EXERCISE GOAL:
Drop the pictures, then repeat every record exactly as it stands.
>>
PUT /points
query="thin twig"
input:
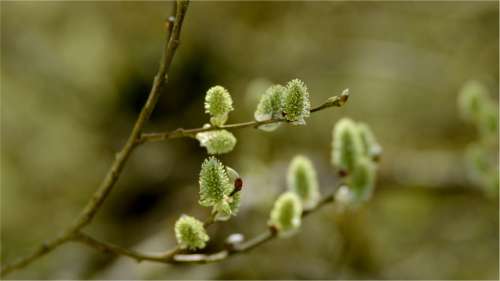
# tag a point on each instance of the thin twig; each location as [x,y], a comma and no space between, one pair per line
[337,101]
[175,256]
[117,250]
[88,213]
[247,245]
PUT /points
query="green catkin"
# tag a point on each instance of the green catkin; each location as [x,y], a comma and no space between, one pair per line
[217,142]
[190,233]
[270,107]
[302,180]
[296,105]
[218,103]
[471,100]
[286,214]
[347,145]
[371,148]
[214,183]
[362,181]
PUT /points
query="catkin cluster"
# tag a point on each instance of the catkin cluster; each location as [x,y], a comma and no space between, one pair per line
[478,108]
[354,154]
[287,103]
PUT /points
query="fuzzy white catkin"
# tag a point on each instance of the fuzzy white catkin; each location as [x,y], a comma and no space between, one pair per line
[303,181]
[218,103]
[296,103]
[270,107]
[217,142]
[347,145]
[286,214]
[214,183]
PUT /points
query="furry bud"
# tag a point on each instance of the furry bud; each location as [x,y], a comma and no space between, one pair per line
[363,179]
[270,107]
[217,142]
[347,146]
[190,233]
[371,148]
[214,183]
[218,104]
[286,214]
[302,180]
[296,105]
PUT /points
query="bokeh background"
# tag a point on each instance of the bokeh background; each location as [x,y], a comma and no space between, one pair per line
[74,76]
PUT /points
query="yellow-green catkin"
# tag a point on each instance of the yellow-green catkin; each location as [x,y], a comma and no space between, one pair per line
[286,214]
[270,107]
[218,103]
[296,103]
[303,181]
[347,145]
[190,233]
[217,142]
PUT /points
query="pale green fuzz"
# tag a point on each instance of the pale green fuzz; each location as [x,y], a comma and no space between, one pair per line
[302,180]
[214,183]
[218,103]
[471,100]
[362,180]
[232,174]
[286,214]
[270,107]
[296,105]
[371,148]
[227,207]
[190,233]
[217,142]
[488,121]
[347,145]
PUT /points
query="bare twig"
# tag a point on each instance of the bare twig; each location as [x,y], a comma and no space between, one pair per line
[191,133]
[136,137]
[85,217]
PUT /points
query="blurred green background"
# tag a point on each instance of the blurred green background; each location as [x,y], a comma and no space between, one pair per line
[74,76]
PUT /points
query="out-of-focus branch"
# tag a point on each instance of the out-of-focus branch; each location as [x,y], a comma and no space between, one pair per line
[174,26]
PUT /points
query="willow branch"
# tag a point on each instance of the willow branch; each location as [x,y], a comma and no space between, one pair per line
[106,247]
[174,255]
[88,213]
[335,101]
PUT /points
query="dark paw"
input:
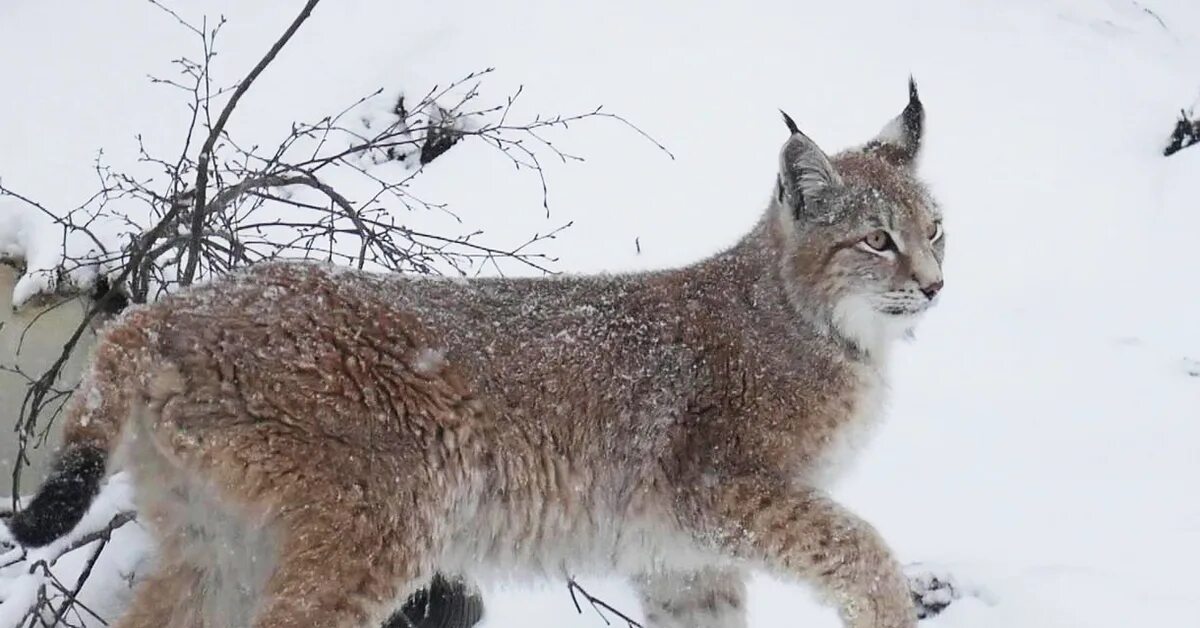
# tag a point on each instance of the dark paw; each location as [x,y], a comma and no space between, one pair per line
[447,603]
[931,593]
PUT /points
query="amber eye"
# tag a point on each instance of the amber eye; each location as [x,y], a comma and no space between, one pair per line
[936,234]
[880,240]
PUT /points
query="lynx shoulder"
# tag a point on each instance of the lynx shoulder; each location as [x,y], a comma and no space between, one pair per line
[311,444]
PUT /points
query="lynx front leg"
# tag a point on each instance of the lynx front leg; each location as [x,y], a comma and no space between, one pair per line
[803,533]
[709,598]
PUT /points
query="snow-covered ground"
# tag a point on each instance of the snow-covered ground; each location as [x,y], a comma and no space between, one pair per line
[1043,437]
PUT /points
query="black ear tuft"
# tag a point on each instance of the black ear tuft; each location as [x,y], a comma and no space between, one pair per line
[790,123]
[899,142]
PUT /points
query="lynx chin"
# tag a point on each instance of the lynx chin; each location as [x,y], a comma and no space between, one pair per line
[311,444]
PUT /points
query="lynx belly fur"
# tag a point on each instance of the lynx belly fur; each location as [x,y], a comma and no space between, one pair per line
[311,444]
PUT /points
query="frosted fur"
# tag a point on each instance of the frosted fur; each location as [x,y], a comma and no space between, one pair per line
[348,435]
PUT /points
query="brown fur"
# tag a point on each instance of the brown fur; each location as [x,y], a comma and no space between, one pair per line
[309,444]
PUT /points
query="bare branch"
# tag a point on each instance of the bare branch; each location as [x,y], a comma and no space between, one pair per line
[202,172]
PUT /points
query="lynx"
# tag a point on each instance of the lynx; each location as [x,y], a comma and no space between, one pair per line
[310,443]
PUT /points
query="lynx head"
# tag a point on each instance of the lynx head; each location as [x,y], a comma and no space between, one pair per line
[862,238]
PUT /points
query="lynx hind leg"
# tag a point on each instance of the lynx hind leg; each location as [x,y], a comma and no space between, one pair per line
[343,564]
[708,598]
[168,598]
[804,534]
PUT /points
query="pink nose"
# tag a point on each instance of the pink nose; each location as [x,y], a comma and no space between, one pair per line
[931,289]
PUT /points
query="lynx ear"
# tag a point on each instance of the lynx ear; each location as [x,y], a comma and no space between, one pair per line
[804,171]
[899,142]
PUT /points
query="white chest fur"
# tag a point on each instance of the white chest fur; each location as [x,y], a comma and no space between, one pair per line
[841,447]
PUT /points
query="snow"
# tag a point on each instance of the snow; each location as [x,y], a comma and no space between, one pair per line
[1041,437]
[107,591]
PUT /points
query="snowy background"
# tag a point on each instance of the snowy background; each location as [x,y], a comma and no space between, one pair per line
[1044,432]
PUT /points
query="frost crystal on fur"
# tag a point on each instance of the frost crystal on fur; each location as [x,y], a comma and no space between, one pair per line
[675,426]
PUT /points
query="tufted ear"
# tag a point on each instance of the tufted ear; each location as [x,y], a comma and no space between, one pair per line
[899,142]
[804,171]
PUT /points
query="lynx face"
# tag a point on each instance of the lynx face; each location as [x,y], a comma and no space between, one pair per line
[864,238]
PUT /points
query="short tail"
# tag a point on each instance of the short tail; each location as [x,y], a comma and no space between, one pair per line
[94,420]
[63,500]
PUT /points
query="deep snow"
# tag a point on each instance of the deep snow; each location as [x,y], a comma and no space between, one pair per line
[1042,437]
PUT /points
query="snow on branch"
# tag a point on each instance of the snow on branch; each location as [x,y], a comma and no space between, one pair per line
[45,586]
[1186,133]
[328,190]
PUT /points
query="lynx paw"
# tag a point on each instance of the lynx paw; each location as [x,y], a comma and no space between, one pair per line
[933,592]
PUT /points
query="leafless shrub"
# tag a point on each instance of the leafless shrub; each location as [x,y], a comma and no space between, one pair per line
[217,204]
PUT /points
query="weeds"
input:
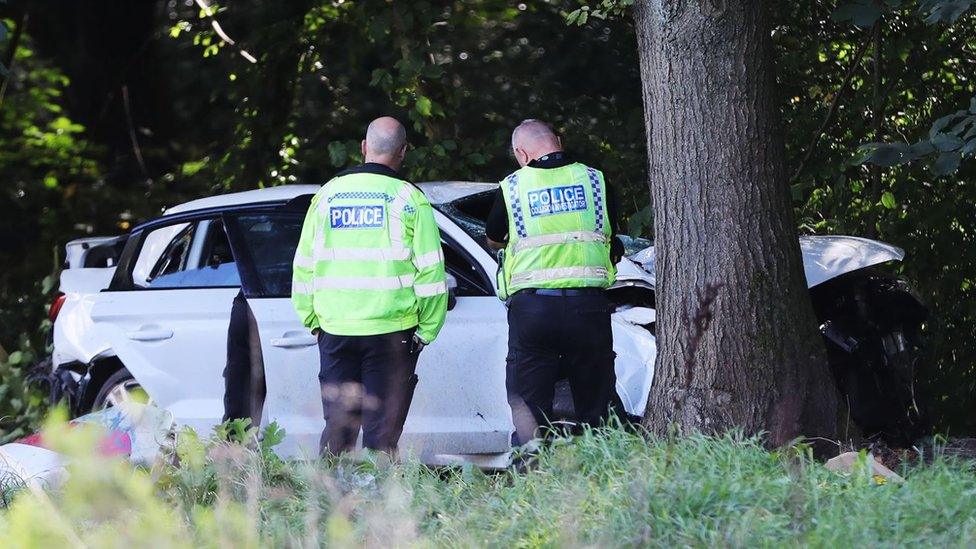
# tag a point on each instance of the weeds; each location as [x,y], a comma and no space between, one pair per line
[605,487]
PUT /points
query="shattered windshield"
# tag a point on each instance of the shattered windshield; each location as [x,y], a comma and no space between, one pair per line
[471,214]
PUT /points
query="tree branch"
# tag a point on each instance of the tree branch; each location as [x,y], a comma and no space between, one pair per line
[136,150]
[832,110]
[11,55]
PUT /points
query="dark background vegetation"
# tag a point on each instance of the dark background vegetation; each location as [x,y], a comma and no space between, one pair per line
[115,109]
<<
RESULT:
PUT /points
query="thin twig"
input:
# tag a point on each instance of the thin twig; each location as [x,y], a comma and no space between, one pair per line
[337,101]
[175,256]
[117,250]
[88,213]
[247,245]
PUT /points
query="green catkin"
# tag a point on each instance of the green catkin; each location as [x,y], a comma and no space between, one pair per line
[217,142]
[190,233]
[270,107]
[302,180]
[296,105]
[218,103]
[471,100]
[286,214]
[347,145]
[371,148]
[214,183]
[362,181]
PUT /points
query="catkin cluster"
# tag a point on each instance of the catkin cluster; each location as [x,y], a comma and no space between, one pair per line
[478,108]
[354,154]
[287,103]
PUT /points
query="fuzzy white catkin"
# tag a point on each instance of the fuzzy white catkin; each location as [x,y], a comma and no space between, one pair per line
[303,181]
[218,103]
[296,103]
[270,107]
[217,142]
[347,145]
[286,214]
[214,183]
PUT /points
query="furry bud"
# tag a point on each instance of the furry bud; each location as [x,y], a comma and no space between, one pair per line
[363,179]
[270,107]
[217,142]
[347,146]
[190,233]
[371,148]
[214,183]
[218,104]
[286,214]
[302,180]
[296,105]
PUT /points
query="bokeh background"
# tag a point on each instance of the bokeh background; each location as [x,y], a comma and no space between, one pair per line
[74,76]
PUT /points
query="yellow-green catkin"
# tag a point on each instance of the yellow-green catkin; each location as [x,y], a comma and no space between, one pair per line
[286,214]
[270,107]
[218,103]
[296,103]
[303,181]
[347,145]
[190,233]
[217,142]
PUT /points
query="pale green fuzz"
# tag a point on each instance of the pale green fuzz; each location as [x,y], a comma and no space between, one pair per line
[302,180]
[214,183]
[218,103]
[471,100]
[362,180]
[232,174]
[286,214]
[270,107]
[296,105]
[371,148]
[227,207]
[190,233]
[217,142]
[488,121]
[347,145]
PUT /points
query="bare twig"
# tag a point on each instance of the bare twig; each location as [x,y], a comma and no space between, one pair per line
[191,133]
[136,137]
[85,217]
PUT /points
query="blurred green background"
# tag a point on each instance of the blurred green background; each location as [x,y], a comma and no space between, one pair per line
[74,76]
PUT /points
query="out-of-focus branch"
# tag a point on each instance of the out-of-focus branch; each location as [x,y], a comma and no space between, one pair per line
[174,26]
PUT /points
query="willow branch"
# tag a point on each instance of the willow branch; each location as [x,y], a comma and no space between, one pair per line
[106,247]
[174,255]
[88,213]
[335,101]
PUT /points
query="dark paw"
input:
# tag a point on each instance of the dark paw; each location as [x,y], a comma and no space between, one pair per line
[447,603]
[931,593]
PUT /points
query="amber eye"
# tag a point on each instance of the amber eye; each location as [x,y], a comma and no space between, one pair per line
[936,234]
[880,240]
PUT /points
query="lynx shoulder"
# tag a point on each instance of the lynx shoulder; each location as [x,y], a comma and no space between, one pair per line
[311,444]
PUT /points
query="lynx front leg"
# tag a point on each instance of the lynx front leg; each location as [x,y], a comma and no space between, one pair per line
[803,533]
[709,598]
PUT /points
query="snow-covered ground"
# tag a point on each instance of the snow-covered ground; each location as [x,y], a comma and no space between, one pair per line
[1043,437]
PUT /points
query="black ear tuft"
# tag a point on each instance of the black ear tuft; each location as [x,y], a comma and no space between, one pair per line
[790,123]
[899,142]
PUT /points
query="lynx chin"
# tag a point on each instance of the lynx chin; each location as [x,y], a comma and no space between, one pair per line
[311,444]
PUT /points
query="lynx belly fur"
# tag a point on each instance of the lynx belly fur; each location as [x,y], a comma and no space between, one pair per line
[311,444]
PUT /points
query="frosted fur"
# tag a point on each instance of the frosted fur; each location as [x,y], a comma and no space between, one pair per line
[348,435]
PUT /points
query="brown fur"
# tag a point on each instance of the brown fur; each location as [x,y], a comma and no space between, one pair per line
[309,444]
PUT /points
query="bare branch"
# tag a point on each instance of the bare branch; each location as [x,y], a comma and no space between, one pair per line
[202,172]
PUT /points
query="lynx"
# tag a point on each instance of the lynx; each location as [x,y], a comma and no space between, one pair per line
[310,443]
PUT /points
query="lynx head"
# tag a point on each instance of the lynx head; each location as [x,y], a comma and no space between, one pair per line
[862,238]
PUT /points
query="lynx hind leg"
# tag a point on each instance of the lynx hind leg; each location as [x,y], a comma and no space between, one pair per line
[343,564]
[708,598]
[168,598]
[804,534]
PUT /points
query="pink nose"
# tag a point on each instance of the pink nose; each location as [x,y], a comma and no space between, one pair per line
[931,289]
PUT /points
query="lynx ear"
# tag a point on each instance of the lynx ear; each location as [x,y], a comma and no space between, one pair per line
[804,171]
[899,142]
PUT /points
query="white chest fur"
# tag a point on each instance of the white chest fur; each location as [x,y], a comma and no space between, one pair per line
[841,447]
PUT /points
query="snow"
# tag a point on each instance of the snow; each location as [x,y], a comma and no space between, one pair per line
[1041,437]
[107,591]
PUT /points
query="snowy background"
# tag a point on each instance of the snowy background; each location as [x,y], a comma and no space between, one pair per line
[1044,432]
PUT /points
query="frost crystal on fur"
# tag a point on each instance of the frost crystal on fur; each location as [x,y], a comma and no space between, one pair per line
[675,426]
PUT /points
query="tufted ear"
# tag a point on each instance of the tufted ear; each location as [x,y], a comma and no space between, one pair per line
[899,142]
[804,171]
PUT /points
query="lynx face"
# tag a point on each instance of the lynx face; each location as [x,y], a comma and no space between, one pair per line
[864,238]
PUT /points
query="short tail"
# tag a point on each instance of the short tail; each location as [x,y], a comma and no space between, one pair per line
[94,420]
[63,500]
PUT /points
query="deep snow"
# tag a point on each instance of the deep snow; each location as [x,y], a comma and no space between, one pair per line
[1042,437]
PUT /points
query="snow on branch"
# tag a point on each instance of the snow on branch; each location as [x,y], a comma and no space between, one pair per line
[45,586]
[1186,133]
[328,190]
PUT /points
query="lynx paw"
# tag a point on each instance of the lynx paw; each location as [x,y], a comma and no space between, one pair per line
[933,592]
PUT /points
query="leafless shrub"
# tag a point on each instance of the leafless shrub; each location as [x,y], a comma and no space between, one pair per line
[217,204]
PUT /points
query="weeds"
input:
# tag a point on each instance of the weeds; each location as [x,y], a comma and no space between, one pair per line
[605,487]
PUT /points
query="shattered windshield"
# tag a point on each instance of the shattered windshield; each location as [x,y], a comma and no space between, one pair per line
[471,214]
PUT /points
query="tree branch"
# tag a point on each instance of the tree branch; each location as [x,y], a comma and no space between, one pair per line
[136,150]
[832,110]
[11,55]
PUT /points
query="dark background vegetation"
# tag a point on each instance of the dark background vegetation; each location as [x,y], a comma and no space between, one pair per line
[115,109]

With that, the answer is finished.